== Problems ==
1: Answer these questions from the passage on pig farming in Nagaland:
(a) What pig population does the 20th livestock census record for Nagaland?
(b) What is the estimated annual demand for pork?
(c) From where does the state mainly import live pigs?
2: From the passage on pig farming in Nagaland, reproduce everything from "According to the" down to "this lucrative venture." without changes.
3: Write the next few sentences of the passage on pig farming in Nagaland, starting after its last sentence.

In the heart of our community, a growing concern arises – our fondness for pork clashes with our heavy reliance on imported pig meat, leaving our local pig farms struggling to keep up. As we witness the insufficient local production of pork to meet our increasing appetite, the gap becomes evident. The pig farming sector, especially in terms of quality piglet production, market demand and opportunity, better biosecurity measures in farms and proper managemental controls can indeed present opportunities for growth and development

Demand-supply discrepancy:

According to the 20th livestock census, the pig population in Nagaland is 404,695 with a significant decrease of -19.65% since the 19th livestock census which was 503,688. Recent reports estimate an annual demand for pork of around 60,000 metric tonnes, while our state produces only about 30,000 metric tonnes, resulting in a deficit of 50%. This demand and supply gap is further increasing due to increase in human population & decrease in pig population of Nagaland. Our state imports live pigs mainly from Punjab, Haryana & southern states. However, what if the solution to this dilemma is within our reach? This presents a golden opportunity for aspiring entrepreneurs, local farmers and unemployed youth alike to capitalise on the expanding market by investing in pig farming. With ample room for growth and a promising future, now is the perfect time to embark on this lucrative venture.

Entries from a dataset:

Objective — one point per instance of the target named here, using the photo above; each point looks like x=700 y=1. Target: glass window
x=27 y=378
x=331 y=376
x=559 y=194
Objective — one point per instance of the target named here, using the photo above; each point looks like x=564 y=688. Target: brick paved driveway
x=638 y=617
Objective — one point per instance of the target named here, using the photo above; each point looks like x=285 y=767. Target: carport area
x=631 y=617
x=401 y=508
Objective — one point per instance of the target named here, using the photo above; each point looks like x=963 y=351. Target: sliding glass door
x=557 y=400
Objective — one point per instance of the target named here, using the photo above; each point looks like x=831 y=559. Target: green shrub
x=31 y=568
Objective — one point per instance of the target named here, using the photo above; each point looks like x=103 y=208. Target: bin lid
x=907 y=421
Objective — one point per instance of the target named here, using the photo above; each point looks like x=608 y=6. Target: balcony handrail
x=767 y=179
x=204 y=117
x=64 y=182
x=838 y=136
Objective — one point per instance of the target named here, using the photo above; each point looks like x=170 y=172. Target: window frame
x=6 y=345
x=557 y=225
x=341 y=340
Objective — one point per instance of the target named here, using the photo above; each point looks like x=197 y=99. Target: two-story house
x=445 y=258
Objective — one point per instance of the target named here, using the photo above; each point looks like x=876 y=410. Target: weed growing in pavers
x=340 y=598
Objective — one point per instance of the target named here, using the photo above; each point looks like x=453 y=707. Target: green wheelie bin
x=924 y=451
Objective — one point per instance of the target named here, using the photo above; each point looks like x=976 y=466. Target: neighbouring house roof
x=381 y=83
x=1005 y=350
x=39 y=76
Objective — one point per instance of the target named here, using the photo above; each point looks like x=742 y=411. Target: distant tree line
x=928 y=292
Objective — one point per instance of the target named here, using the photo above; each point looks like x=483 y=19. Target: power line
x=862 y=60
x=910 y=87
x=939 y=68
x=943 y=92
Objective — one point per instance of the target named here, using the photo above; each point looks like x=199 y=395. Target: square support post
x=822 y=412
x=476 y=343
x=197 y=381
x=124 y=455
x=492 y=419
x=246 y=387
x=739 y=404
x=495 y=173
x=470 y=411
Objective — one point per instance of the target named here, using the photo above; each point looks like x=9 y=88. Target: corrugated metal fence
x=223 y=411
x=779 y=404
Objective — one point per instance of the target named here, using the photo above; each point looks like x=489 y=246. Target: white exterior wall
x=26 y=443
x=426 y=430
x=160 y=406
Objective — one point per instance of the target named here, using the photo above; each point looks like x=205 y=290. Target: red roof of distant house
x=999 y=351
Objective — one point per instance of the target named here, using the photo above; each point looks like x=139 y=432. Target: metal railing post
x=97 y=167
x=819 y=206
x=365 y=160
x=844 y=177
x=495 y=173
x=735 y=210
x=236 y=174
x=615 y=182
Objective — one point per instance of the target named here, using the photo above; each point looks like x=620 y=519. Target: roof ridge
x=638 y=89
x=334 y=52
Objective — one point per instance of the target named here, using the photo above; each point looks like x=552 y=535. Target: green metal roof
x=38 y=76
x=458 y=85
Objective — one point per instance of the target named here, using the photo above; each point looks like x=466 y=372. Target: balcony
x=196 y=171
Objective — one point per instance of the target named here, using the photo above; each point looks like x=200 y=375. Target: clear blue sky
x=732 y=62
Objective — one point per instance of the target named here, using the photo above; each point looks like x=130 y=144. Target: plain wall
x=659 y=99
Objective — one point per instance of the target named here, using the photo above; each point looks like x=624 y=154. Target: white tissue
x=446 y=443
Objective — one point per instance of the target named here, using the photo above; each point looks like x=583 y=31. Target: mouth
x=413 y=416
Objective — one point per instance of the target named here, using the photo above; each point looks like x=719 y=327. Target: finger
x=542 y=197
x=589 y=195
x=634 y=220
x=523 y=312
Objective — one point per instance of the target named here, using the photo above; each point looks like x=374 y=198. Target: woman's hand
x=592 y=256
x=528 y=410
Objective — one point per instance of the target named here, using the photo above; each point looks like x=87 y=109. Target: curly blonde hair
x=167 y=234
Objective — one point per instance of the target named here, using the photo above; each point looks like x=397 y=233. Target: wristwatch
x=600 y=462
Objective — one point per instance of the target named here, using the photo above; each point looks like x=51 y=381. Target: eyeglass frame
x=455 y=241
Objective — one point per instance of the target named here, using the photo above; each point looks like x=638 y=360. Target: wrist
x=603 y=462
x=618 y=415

== Exercise responses ==
1:
(a) 404,695
(b) Around 60,000 metric tonnes
(c) Punjab, Haryana and the southern states

2:
According to the 20th livestock census, the pig population in Nagaland is 404,695 with a significant decrease of -19.65% since the 19th livestock census which was 503,688. Recent reports estimate an annual demand for pork of around 60,000 metric tonnes, while our state produces only about 30,000 metric tonnes, resulting in a deficit of 50%. This demand and supply gap is further increasing due to increase in human population & decrease in pig population of Nagaland. Our state imports live pigs mainly from Punjab, Haryana & southern states. However, what if the solution to this dilemma is within our reach? This presents a golden opportunity for aspiring entrepreneurs, local farmers and unemployed youth alike to capitalise on the expanding market by investing in pig farming. With ample room for growth and a promising future, now is the perfect time to embark on this lucrative venture.

3:
Profitability in pig farming:

Pigs efficiently convert feed to meat, reaching slaughter size faster than other animals. Compared to affiliate industries like poultry farming, pig rearing necessitates lower startup costs while promising similar profit margins. There is less capital investment with quick returns- the market weight of 60-80 kg in 8-9 months. Pig farming also offers various revenue streams beyond just selling pork products. Pig products range from primary commodities such as pork, to processed food products such as sausages and smoked hams to cooked salted ears, pickle, intestines, etc are entering the market. A wide variety of pork products such as pork sausages, are entering into the market. A slaughter house generates a wide range of by-products suitable for further processing. From breeding and selling piglets to utilising manure for fertiliser and generating renewable energy, farmers can diversify their income sources and enhance profitability. Pigs are also reported to be one of the most efficient converters of unconventional feeds and fodder resources that are easily available in our state thereby reducing the cost of production resulting in higher profit margin.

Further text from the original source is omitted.